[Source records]

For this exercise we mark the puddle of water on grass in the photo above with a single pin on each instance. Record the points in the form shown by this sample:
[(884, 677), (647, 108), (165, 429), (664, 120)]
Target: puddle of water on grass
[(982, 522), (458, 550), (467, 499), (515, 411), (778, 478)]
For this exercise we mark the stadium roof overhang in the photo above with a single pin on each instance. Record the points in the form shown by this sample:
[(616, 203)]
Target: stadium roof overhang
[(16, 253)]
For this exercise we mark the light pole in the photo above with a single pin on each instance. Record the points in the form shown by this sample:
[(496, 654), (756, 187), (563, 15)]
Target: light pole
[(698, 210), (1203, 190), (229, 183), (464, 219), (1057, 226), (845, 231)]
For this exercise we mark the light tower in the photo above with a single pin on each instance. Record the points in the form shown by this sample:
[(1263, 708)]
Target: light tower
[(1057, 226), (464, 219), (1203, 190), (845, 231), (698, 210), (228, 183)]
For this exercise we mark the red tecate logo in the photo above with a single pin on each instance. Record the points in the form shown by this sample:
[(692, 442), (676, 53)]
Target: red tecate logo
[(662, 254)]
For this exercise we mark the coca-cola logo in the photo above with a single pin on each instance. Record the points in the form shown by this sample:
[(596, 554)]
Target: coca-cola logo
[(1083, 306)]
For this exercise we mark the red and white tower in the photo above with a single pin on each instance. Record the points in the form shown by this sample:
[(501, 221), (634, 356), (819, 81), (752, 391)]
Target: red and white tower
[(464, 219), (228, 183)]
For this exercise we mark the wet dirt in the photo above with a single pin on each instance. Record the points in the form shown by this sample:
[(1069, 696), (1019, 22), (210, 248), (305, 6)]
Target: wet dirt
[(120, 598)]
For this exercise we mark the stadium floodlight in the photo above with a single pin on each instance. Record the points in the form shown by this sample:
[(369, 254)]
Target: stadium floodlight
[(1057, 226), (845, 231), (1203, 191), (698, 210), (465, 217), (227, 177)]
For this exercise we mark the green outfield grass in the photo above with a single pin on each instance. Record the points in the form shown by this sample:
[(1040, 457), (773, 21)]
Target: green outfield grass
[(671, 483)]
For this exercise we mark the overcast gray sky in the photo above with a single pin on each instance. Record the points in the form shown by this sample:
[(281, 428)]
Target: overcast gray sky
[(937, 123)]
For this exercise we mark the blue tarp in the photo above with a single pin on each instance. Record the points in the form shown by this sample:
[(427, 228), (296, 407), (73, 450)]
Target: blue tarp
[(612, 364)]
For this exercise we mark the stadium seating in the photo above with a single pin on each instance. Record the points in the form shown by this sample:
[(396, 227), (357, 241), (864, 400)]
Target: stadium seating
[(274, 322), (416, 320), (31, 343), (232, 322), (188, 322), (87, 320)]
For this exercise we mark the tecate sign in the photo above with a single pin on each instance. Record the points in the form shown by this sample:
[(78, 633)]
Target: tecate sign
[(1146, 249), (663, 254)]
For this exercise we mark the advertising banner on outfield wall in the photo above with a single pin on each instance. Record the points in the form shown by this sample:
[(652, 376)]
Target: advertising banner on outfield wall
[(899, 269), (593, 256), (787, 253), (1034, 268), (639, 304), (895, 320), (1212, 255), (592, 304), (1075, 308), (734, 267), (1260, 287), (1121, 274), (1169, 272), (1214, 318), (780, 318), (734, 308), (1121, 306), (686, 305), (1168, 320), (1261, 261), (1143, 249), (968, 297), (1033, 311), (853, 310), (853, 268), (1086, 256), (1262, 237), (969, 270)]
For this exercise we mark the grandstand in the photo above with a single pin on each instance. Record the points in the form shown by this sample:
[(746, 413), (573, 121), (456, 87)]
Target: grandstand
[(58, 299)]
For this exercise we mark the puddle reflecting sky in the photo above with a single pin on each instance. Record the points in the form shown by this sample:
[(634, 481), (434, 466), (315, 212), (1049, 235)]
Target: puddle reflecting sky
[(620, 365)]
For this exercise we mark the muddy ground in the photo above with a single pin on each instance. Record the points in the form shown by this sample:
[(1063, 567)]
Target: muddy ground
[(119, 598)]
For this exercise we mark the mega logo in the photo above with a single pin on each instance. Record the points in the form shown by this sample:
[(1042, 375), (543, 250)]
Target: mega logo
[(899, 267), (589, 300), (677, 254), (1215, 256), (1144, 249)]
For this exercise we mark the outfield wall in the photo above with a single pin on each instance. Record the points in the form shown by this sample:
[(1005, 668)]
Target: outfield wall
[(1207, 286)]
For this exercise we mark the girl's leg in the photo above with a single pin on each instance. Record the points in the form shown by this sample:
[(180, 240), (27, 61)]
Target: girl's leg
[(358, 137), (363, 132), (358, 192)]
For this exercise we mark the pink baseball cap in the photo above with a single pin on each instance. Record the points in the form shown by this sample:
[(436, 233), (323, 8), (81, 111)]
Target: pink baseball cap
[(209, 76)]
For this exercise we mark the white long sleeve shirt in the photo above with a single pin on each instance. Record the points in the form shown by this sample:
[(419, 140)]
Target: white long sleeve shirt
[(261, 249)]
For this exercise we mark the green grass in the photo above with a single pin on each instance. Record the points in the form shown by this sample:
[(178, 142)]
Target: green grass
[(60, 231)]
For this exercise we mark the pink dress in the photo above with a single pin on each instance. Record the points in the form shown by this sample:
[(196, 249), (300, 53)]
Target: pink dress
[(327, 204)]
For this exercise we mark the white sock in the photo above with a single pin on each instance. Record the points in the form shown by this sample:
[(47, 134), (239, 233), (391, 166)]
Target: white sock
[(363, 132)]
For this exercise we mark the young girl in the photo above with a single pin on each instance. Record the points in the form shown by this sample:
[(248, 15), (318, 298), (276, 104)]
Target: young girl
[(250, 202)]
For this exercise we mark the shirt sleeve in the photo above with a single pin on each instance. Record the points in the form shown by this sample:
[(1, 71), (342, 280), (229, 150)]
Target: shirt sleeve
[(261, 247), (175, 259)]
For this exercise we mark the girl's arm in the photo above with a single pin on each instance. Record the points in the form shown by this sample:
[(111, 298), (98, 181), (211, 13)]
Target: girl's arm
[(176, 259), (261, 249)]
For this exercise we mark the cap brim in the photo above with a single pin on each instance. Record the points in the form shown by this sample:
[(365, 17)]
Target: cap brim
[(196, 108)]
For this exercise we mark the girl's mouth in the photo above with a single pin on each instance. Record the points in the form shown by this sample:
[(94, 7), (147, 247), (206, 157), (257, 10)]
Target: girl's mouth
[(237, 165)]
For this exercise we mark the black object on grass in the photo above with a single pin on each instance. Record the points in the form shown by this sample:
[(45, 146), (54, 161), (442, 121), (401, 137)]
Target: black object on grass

### DIRECTION
Extract every entry above as it appears.

### TASK SOLUTION
For this exercise we mark the puddle of water on grass in the photo above with a single pin on each instance. Record the points in the form shown by this sample:
[(884, 677), (647, 108), (165, 429), (664, 120)]
Target: puddle of water on grass
[(982, 522), (458, 550), (467, 499), (515, 411), (778, 478)]
For this exercise we mark the stadium roof overhang in the photo above with a single pin on each instance. Record the points in the form shown by this sample:
[(616, 203)]
Target: stadium roof overhang
[(16, 253)]
For this exercise we mark the light pole in the photo above with a single pin on each instance. Record the points in the form shown by this sample:
[(496, 654), (756, 187), (563, 15)]
Target: light pole
[(698, 210), (1203, 190), (229, 183), (464, 219), (1057, 226), (845, 231)]
For this exercise we mark the light tower in the photo above with a single pin on each instance. Record the points in the form shown by this sample:
[(1263, 708)]
Target: light tower
[(1057, 226), (464, 219), (1203, 190), (845, 231), (698, 210), (228, 183)]
For this exercise we mark the red tecate logo in the photo above with a single pin on each instance. Record the points in the form shown by this sample:
[(692, 442), (676, 53)]
Target: red tecate logo
[(662, 254)]
For this exercise we mark the coca-cola logo in the photo above with a single pin on each instance. Record the points in the form shown by this sample:
[(596, 554)]
Target: coca-cola logo
[(1083, 306)]
For this exercise we mark the red and white tower in the photo above with a single pin on each instance. Record the points in the form shown by this sample:
[(501, 221), (634, 356), (819, 81), (752, 391)]
Target: red and white tower
[(464, 219), (228, 183)]
For this exercise we mark the wet dirt in the photo above with a single pin on each instance. Record the points in the form shown by this sample:
[(1069, 696), (1019, 22), (210, 248), (305, 6)]
Target: wet dirt
[(120, 598)]
For this exercise we mark the stadium floodlight in the photo above with a single pin on each instance. Record the points in the form shown by this sample:
[(369, 254)]
Target: stadium floodlight
[(1057, 226), (845, 231), (1203, 191), (698, 210), (465, 217), (227, 177)]
For this exercise we mark the green outfield grass in the photo above with a single pin on each instance. Record the points in the form shown by this sample:
[(1040, 457), (773, 21)]
Target: green outfield grass
[(671, 483)]
For this exercise we mark the overcast gray sky in the photo above with a single pin on each instance. Record the points in the form shown by this sample:
[(281, 428)]
Target: overcast gray sky
[(937, 123)]
For this exercise we mark the blue tarp in the photo above with a single pin on each instance. Record the points in the form shown by this sample:
[(427, 228), (296, 407), (73, 450)]
Target: blue tarp
[(612, 364)]
For this exercise we mark the stadium seating in the photo above with a single pin on each instance. Record the points in the form shown by this sample:
[(396, 227), (357, 241), (864, 400)]
Target: stadium seating
[(274, 322), (416, 320), (31, 343), (232, 322), (188, 322), (87, 320)]
For this exercise we mark the tecate sign in the photo above with a single pin on each instance. Record the points in the form shown by this sample:
[(78, 633)]
Target: tecate sign
[(1146, 249), (663, 254)]
For this exercise we mark the advertising banner on outfield wall in the photo above with a single pin on each instance. Record the points in the form shown by this sample:
[(652, 376)]
Target: advertising banner on outfield wall
[(899, 269), (593, 256), (787, 253), (1034, 268), (639, 304), (895, 320), (1212, 255), (592, 304), (1075, 308), (734, 267), (1260, 287), (1121, 274), (1169, 272), (1214, 318), (780, 318), (734, 308), (1121, 306), (686, 305), (1168, 320), (1261, 261), (1143, 249), (968, 297), (1033, 311), (853, 310), (853, 268), (1086, 256), (1262, 237), (969, 270)]
For this exercise we mark the grandstand in the photo above with a single pin on each instance. Record the points in the form shown by this sample:
[(746, 413), (573, 121), (456, 87)]
Target: grandstand
[(58, 299)]
For this exercise we mark the puddle reflecting sky in the photo above with a single pin on each instance. Record the points in the form shown by this sample:
[(634, 481), (434, 466), (315, 212), (1049, 235)]
Target: puddle reflecting sky
[(620, 365)]
For this exercise we mark the muddy ground in the photo above with a single pin on each instance. Record the points in the form shown by this sample:
[(1063, 567)]
Target: muddy ground
[(119, 598)]
For this exercise we mark the mega logo in the photo above with a single pin on each instance. Record the points in the form shown by this sample:
[(1042, 375), (543, 250)]
Target: mega logo
[(899, 267), (589, 300), (677, 254), (1215, 256), (1144, 249)]
For this exercise we mark the outfield wall in the photo above with a single pin on each instance. Record the points in the form shown by this sample:
[(1005, 668)]
Target: outfield wall
[(1207, 286)]
For this exercise we mark the girl's leg in the photo above with a single pin on each instance. Record the points in the form shown by this sample:
[(180, 240), (27, 61)]
Target: girl's leg
[(358, 137), (363, 132), (358, 192)]
For this exercise we mark the pink baseball cap in the photo above with a single pin on each instance. Record the points in the form shown by this sample:
[(436, 233), (323, 8), (81, 111)]
Target: pink baseball cap
[(209, 76)]
For this exercise we mark the white long sleeve shirt in the photo above with a single pin on each instance. Record the points in the form shown by this sample:
[(419, 140)]
Target: white long sleeve shirt
[(261, 249)]
For this exercise we mark the green grass in the photo above with a single pin on each instance. Record the points in the form shown by this sample:
[(178, 142)]
Target: green grass
[(60, 231)]
For this exercise we mark the pink dress in the photo above with a single pin on each instance. Record the points in the form shown by this sample:
[(196, 249), (300, 53)]
Target: pink dress
[(327, 204)]
For this exercise we mark the white sock in the photo above with a single pin on each instance. Record the points in the form shown by this sample:
[(47, 134), (239, 233), (391, 166)]
Target: white sock
[(363, 132)]
For this exercise we mark the young girl in the photo above with a single pin on each instance. Record the points in the form shown by this sample:
[(248, 15), (318, 298), (276, 104)]
Target: young girl
[(250, 202)]
For this exercise we mark the shirt sleeve in the photo above with a single pin on each instance. Record the points in the form shown by this sample:
[(1, 71), (342, 280), (229, 150)]
Target: shirt sleeve
[(261, 247), (175, 259)]
For this exercise we mark the girl's arm in the photo above with a single pin on each instance. Record the points in the form shown by this sample:
[(111, 298), (98, 181), (211, 13)]
Target: girl's arm
[(176, 259), (261, 249)]
For this exercise we mark the cap brim in the photo above with a single pin on each instance. Record the points in the form shown by this sample:
[(365, 17)]
Target: cap brim
[(196, 108)]
For this exercise we mark the girl's mouth in the photo above with a single pin on each instance. Record the points in the form shown by this sample:
[(94, 7), (147, 247), (206, 157), (257, 10)]
Target: girl's mouth
[(237, 165)]
For this exercise we mark the black object on grass in the photo above with a single pin on each instance. Record the points in the form shown by this sample:
[(45, 146), (54, 161), (442, 121), (401, 137)]
Target: black object on grass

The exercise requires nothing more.